## Exercise requirements
Print the following rows unchanged, every line of every row kept as is.

===

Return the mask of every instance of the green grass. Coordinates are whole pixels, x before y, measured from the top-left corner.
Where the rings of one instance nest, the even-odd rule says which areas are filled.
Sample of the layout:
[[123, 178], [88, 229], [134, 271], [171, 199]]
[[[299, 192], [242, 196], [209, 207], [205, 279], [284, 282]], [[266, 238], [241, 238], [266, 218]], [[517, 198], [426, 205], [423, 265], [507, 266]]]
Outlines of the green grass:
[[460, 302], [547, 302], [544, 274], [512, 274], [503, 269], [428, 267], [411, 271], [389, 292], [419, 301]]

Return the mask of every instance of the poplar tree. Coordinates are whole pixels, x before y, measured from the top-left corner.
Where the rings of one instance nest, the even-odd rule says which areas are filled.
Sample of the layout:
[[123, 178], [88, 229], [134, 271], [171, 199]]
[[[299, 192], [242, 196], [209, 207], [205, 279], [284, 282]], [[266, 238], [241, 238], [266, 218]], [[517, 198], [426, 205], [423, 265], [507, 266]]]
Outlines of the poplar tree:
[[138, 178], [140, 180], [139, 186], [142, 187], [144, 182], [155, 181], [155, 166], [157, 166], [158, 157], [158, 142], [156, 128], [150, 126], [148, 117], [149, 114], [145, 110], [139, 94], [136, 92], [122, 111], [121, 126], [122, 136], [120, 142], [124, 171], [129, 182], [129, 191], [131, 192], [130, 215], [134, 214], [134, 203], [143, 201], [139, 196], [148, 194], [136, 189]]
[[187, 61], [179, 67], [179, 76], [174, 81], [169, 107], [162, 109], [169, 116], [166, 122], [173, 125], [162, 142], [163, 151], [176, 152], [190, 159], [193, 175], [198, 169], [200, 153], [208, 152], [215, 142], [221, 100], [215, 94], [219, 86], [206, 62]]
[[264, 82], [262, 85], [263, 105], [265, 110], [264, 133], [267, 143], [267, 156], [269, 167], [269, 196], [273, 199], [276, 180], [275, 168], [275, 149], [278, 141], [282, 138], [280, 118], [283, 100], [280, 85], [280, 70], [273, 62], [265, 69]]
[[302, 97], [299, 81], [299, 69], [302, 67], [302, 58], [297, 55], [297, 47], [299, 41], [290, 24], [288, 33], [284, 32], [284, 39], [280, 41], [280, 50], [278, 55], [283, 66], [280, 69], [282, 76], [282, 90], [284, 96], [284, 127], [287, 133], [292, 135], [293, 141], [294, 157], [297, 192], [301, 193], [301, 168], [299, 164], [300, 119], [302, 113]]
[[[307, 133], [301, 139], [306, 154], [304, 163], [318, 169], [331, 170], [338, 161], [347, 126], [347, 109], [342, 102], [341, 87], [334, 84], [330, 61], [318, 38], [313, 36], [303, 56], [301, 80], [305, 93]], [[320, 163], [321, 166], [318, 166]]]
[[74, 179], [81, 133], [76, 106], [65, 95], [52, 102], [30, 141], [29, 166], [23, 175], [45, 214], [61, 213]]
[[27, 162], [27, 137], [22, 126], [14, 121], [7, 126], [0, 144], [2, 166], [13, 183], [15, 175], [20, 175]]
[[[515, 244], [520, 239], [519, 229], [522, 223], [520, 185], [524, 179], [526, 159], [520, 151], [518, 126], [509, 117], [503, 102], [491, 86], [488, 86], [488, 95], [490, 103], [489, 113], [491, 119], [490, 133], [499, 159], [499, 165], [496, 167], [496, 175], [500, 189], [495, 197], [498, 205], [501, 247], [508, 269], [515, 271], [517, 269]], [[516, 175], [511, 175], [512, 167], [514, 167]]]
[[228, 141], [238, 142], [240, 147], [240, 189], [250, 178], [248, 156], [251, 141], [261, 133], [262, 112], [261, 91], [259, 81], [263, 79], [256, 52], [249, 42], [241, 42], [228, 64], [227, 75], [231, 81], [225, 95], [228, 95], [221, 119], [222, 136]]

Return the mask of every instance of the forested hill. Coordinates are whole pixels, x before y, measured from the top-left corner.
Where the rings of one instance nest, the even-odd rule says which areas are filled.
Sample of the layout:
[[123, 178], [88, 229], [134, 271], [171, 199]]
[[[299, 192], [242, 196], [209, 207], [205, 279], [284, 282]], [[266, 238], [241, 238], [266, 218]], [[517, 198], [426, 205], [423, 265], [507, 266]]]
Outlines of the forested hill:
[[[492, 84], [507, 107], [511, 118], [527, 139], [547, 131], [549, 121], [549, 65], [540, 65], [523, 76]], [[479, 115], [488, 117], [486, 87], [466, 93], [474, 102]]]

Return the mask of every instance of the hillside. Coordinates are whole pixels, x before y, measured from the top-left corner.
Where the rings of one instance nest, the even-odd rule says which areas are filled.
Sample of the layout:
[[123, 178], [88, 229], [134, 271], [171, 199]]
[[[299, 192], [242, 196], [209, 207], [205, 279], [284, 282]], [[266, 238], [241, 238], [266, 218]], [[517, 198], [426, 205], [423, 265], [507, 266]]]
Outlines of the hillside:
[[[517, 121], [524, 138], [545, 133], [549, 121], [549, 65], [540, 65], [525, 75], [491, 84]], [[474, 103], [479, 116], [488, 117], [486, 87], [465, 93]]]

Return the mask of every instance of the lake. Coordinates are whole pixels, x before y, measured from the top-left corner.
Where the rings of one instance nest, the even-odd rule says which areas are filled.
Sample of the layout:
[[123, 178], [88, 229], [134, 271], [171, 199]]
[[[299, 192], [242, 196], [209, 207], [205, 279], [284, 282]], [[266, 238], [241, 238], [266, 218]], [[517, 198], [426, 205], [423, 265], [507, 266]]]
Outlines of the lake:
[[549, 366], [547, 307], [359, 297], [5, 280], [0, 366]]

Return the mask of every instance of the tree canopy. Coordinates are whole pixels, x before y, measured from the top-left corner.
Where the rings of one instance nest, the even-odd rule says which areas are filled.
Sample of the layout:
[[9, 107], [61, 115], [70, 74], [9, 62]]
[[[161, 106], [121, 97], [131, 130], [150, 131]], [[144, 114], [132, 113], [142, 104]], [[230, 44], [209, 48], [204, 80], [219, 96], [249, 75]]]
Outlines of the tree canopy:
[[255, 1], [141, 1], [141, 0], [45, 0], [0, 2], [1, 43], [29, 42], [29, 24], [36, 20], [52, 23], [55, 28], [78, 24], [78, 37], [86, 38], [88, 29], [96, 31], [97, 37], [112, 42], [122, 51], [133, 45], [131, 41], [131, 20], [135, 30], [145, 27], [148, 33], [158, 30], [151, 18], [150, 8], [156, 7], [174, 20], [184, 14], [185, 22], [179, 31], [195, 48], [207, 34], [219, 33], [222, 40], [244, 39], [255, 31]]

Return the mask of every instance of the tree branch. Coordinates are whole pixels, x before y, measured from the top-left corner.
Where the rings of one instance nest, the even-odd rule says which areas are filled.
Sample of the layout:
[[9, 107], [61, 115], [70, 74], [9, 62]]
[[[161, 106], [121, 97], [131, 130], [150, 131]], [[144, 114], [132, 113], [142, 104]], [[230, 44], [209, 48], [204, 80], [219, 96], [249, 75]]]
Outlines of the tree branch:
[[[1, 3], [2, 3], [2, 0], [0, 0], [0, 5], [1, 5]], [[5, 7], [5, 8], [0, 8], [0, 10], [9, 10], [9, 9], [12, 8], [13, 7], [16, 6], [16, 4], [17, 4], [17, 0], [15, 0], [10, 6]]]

===

## Exercise response
Return the mask of every instance of the green grass. Coordinates are whole pixels, x before y, measured from the top-left corner.
Where the rings of one instance nest, the even-odd rule says which areas are filled.
Sample of the layout:
[[123, 178], [88, 229], [134, 271], [171, 199]]
[[[299, 192], [242, 196], [209, 207], [205, 279], [284, 282]], [[266, 238], [241, 238], [266, 218]], [[517, 198], [426, 205], [423, 265], [507, 266]]]
Outlines of the green grass:
[[460, 302], [547, 302], [544, 274], [512, 274], [503, 269], [428, 267], [411, 271], [389, 292], [419, 301]]

Return the mask of every instance of the poplar tree. Coordinates are whole pixels, x before y, measured from the top-left corner.
Where the rings of one instance nest, the even-odd rule says which areas are filled.
Sample of the layout:
[[123, 178], [88, 229], [134, 271], [171, 199]]
[[[299, 192], [242, 196], [209, 207], [205, 279], [284, 282]], [[266, 238], [241, 238], [266, 218]], [[517, 198], [426, 205], [423, 265], [507, 266]]]
Outlines of the poplar tree:
[[138, 178], [140, 180], [139, 186], [142, 187], [144, 182], [155, 181], [155, 166], [157, 166], [158, 157], [158, 142], [156, 128], [150, 126], [148, 117], [149, 114], [145, 110], [139, 94], [136, 92], [122, 111], [121, 126], [122, 136], [120, 142], [124, 171], [129, 182], [129, 191], [131, 192], [130, 215], [134, 214], [134, 203], [143, 201], [139, 196], [148, 194], [136, 189]]
[[187, 61], [179, 67], [179, 76], [174, 81], [169, 107], [162, 109], [169, 116], [166, 122], [173, 125], [162, 142], [163, 151], [176, 152], [190, 159], [193, 175], [198, 169], [200, 153], [208, 152], [215, 142], [221, 100], [215, 94], [219, 86], [206, 62]]
[[264, 82], [262, 85], [263, 105], [265, 110], [264, 133], [267, 143], [267, 156], [269, 167], [269, 196], [273, 199], [276, 180], [275, 168], [275, 149], [278, 141], [282, 138], [280, 118], [283, 100], [280, 85], [280, 70], [273, 62], [265, 69]]
[[302, 97], [299, 81], [299, 69], [302, 67], [302, 58], [297, 55], [297, 47], [299, 41], [290, 24], [288, 33], [284, 32], [284, 39], [280, 41], [280, 50], [278, 55], [283, 66], [280, 69], [282, 76], [282, 90], [284, 96], [284, 127], [287, 133], [292, 135], [293, 141], [294, 157], [297, 192], [301, 193], [301, 168], [299, 164], [300, 119], [302, 113]]
[[[307, 133], [301, 139], [306, 154], [304, 163], [318, 169], [331, 170], [338, 161], [347, 126], [347, 109], [342, 102], [341, 87], [334, 84], [330, 61], [318, 38], [313, 36], [303, 56], [301, 80], [305, 93]], [[320, 163], [321, 166], [318, 166]]]
[[74, 179], [81, 133], [76, 106], [65, 95], [52, 102], [30, 141], [29, 166], [23, 175], [45, 214], [61, 213]]
[[27, 162], [27, 137], [22, 126], [14, 121], [7, 126], [0, 144], [2, 166], [13, 183], [15, 175], [20, 175]]
[[[515, 244], [520, 239], [519, 229], [522, 223], [520, 185], [524, 179], [526, 159], [520, 151], [518, 126], [509, 117], [503, 102], [491, 86], [488, 86], [488, 95], [490, 103], [489, 113], [491, 119], [490, 133], [499, 159], [499, 165], [496, 167], [496, 175], [500, 189], [495, 197], [498, 205], [501, 247], [508, 269], [515, 271], [517, 269]], [[516, 175], [511, 175], [512, 167], [514, 167]]]
[[228, 141], [238, 142], [240, 147], [240, 189], [250, 178], [248, 156], [251, 141], [261, 133], [262, 112], [261, 91], [259, 81], [263, 79], [256, 52], [249, 42], [241, 42], [228, 64], [227, 75], [231, 81], [225, 95], [228, 95], [221, 119], [222, 136]]

Return the mask of every instance of the forested hill. Coordinates are whole pixels, x before y, measured from the top-left corner.
Where the rings of one instance nest, the even-odd rule says which areas are filled.
Sample of the layout:
[[123, 178], [88, 229], [134, 271], [171, 199]]
[[[299, 192], [242, 196], [209, 207], [205, 279], [284, 282]], [[266, 238], [241, 238], [266, 218]], [[517, 198], [426, 205], [423, 265], [507, 266]]]
Outlines of the forested hill:
[[[492, 84], [507, 107], [511, 118], [527, 139], [547, 131], [549, 121], [549, 65], [540, 65], [523, 76]], [[479, 115], [488, 117], [486, 87], [466, 93], [474, 102]]]

Return the mask of every instance of the hillside. Coordinates are whole pixels, x before y, measured from the top-left corner.
Where the rings of one instance nest, the even-odd rule says which areas are filled.
Sample of the layout:
[[123, 178], [88, 229], [134, 271], [171, 199]]
[[[299, 192], [242, 196], [209, 207], [205, 279], [284, 282]], [[266, 238], [241, 238], [266, 218]], [[517, 198], [426, 205], [423, 265], [507, 266]]]
Outlines of the hillside:
[[[517, 121], [524, 138], [545, 133], [549, 121], [549, 65], [540, 65], [525, 75], [491, 84]], [[474, 103], [479, 116], [488, 117], [486, 87], [465, 93]]]

Return the mask of every instance of the lake. Coordinates are whole pixels, x before y, measured from the top-left corner.
Where the rings of one instance nest, the even-odd rule says which areas are filled.
Sample of the layout:
[[123, 178], [88, 229], [134, 271], [171, 199]]
[[[299, 192], [242, 196], [209, 207], [205, 279], [284, 282]], [[266, 238], [241, 238], [266, 218]], [[517, 198], [426, 205], [423, 265], [507, 266]]]
Outlines of the lake:
[[549, 366], [547, 307], [359, 297], [5, 280], [0, 366]]

Return the mask of every instance of the tree canopy. Coordinates are whole pixels, x before y, measured from the top-left corner.
Where the rings of one instance nest, the even-odd rule says which areas are filled.
Sample of the layout:
[[9, 107], [61, 115], [70, 74], [9, 62]]
[[[161, 106], [121, 97], [131, 130], [150, 131]], [[144, 114], [132, 113], [142, 104]], [[230, 44], [209, 48], [204, 80], [219, 96], [249, 75]]]
Outlines of the tree canopy:
[[255, 1], [141, 1], [141, 0], [45, 0], [0, 2], [1, 43], [29, 42], [29, 24], [36, 20], [52, 23], [55, 28], [78, 24], [78, 37], [86, 38], [88, 29], [96, 31], [97, 37], [112, 42], [122, 51], [133, 45], [131, 41], [131, 20], [135, 30], [145, 27], [148, 33], [158, 30], [151, 18], [150, 8], [156, 7], [174, 20], [184, 14], [185, 22], [179, 31], [195, 48], [207, 34], [219, 33], [222, 40], [244, 39], [255, 31]]

Return the mask of every instance of the tree branch. Coordinates are whole pixels, x before y, measured from the top-left corner.
Where the rings of one instance nest, the even-odd rule says which areas are filled.
Sample of the layout:
[[9, 107], [61, 115], [70, 74], [9, 62]]
[[[161, 106], [121, 97], [131, 130], [150, 131]], [[144, 114], [132, 113], [142, 104]], [[230, 44], [209, 48], [204, 80], [219, 96], [249, 75]]]
Outlines of the tree branch:
[[[1, 3], [2, 3], [2, 0], [0, 0], [0, 5], [1, 5]], [[5, 7], [5, 8], [0, 8], [0, 10], [9, 10], [9, 9], [12, 8], [13, 7], [16, 6], [16, 4], [17, 4], [17, 0], [15, 0], [10, 6]]]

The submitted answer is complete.